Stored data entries
###
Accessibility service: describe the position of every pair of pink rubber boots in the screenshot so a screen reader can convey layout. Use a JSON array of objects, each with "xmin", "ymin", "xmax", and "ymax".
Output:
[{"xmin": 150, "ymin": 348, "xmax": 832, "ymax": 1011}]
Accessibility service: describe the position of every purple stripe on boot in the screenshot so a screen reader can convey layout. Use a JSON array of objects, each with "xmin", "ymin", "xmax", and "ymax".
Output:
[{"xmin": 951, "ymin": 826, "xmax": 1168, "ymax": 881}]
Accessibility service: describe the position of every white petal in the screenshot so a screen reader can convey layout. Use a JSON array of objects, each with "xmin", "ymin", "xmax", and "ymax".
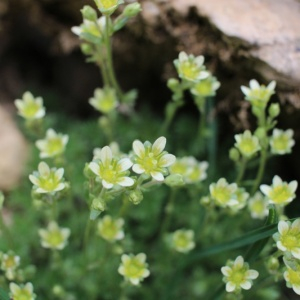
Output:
[
  {"xmin": 132, "ymin": 164, "xmax": 145, "ymax": 174},
  {"xmin": 178, "ymin": 51, "xmax": 188, "ymax": 61},
  {"xmin": 292, "ymin": 249, "xmax": 300, "ymax": 259},
  {"xmin": 133, "ymin": 140, "xmax": 145, "ymax": 158},
  {"xmin": 152, "ymin": 136, "xmax": 166, "ymax": 155},
  {"xmin": 143, "ymin": 269, "xmax": 150, "ymax": 278},
  {"xmin": 234, "ymin": 256, "xmax": 244, "ymax": 268},
  {"xmin": 221, "ymin": 266, "xmax": 232, "ymax": 276},
  {"xmin": 100, "ymin": 146, "xmax": 112, "ymax": 164},
  {"xmin": 241, "ymin": 86, "xmax": 250, "ymax": 96},
  {"xmin": 24, "ymin": 282, "xmax": 34, "ymax": 293},
  {"xmin": 277, "ymin": 241, "xmax": 287, "ymax": 251},
  {"xmin": 121, "ymin": 254, "xmax": 130, "ymax": 263},
  {"xmin": 130, "ymin": 278, "xmax": 140, "ymax": 285},
  {"xmin": 151, "ymin": 171, "xmax": 164, "ymax": 181},
  {"xmin": 71, "ymin": 26, "xmax": 82, "ymax": 36},
  {"xmin": 102, "ymin": 180, "xmax": 113, "ymax": 189},
  {"xmin": 10, "ymin": 282, "xmax": 20, "ymax": 294},
  {"xmin": 249, "ymin": 79, "xmax": 260, "ymax": 89},
  {"xmin": 273, "ymin": 175, "xmax": 282, "ymax": 186},
  {"xmin": 260, "ymin": 185, "xmax": 271, "ymax": 196},
  {"xmin": 38, "ymin": 162, "xmax": 50, "ymax": 176},
  {"xmin": 117, "ymin": 177, "xmax": 134, "ymax": 187},
  {"xmin": 226, "ymin": 282, "xmax": 236, "ymax": 292},
  {"xmin": 246, "ymin": 270, "xmax": 259, "ymax": 279},
  {"xmin": 240, "ymin": 281, "xmax": 251, "ymax": 290},
  {"xmin": 55, "ymin": 168, "xmax": 64, "ymax": 180},
  {"xmin": 278, "ymin": 220, "xmax": 289, "ymax": 235},
  {"xmin": 267, "ymin": 80, "xmax": 276, "ymax": 91},
  {"xmin": 117, "ymin": 158, "xmax": 133, "ymax": 171},
  {"xmin": 89, "ymin": 162, "xmax": 100, "ymax": 175},
  {"xmin": 292, "ymin": 219, "xmax": 300, "ymax": 230},
  {"xmin": 136, "ymin": 253, "xmax": 146, "ymax": 263},
  {"xmin": 29, "ymin": 175, "xmax": 40, "ymax": 186},
  {"xmin": 289, "ymin": 181, "xmax": 298, "ymax": 193},
  {"xmin": 47, "ymin": 128, "xmax": 56, "ymax": 137},
  {"xmin": 159, "ymin": 154, "xmax": 176, "ymax": 167},
  {"xmin": 55, "ymin": 183, "xmax": 65, "ymax": 192},
  {"xmin": 293, "ymin": 284, "xmax": 300, "ymax": 295}
]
###
▶ Try it
Copy out the lines above with "describe" in them.

▶ Response area
Accessibility service: describe the position of every pair of pink rubber boots in the screenshot so a screen reader can convey layout. Use a JSON array of objects, each with "xmin", "ymin", "xmax", and "ymax".
Accessibility service: describe the position of every purple stripe on boot in the screenshot so a screen reader can convey layout. Use a JSON array of objects, each with "xmin", "ymin", "xmax", and "ymax".
Accessibility service: describe the position of every white petal in the screenshot so a screen reader can convey layout. Use a JSON array of objects, each with "xmin", "ymin", "xmax", and "ymax".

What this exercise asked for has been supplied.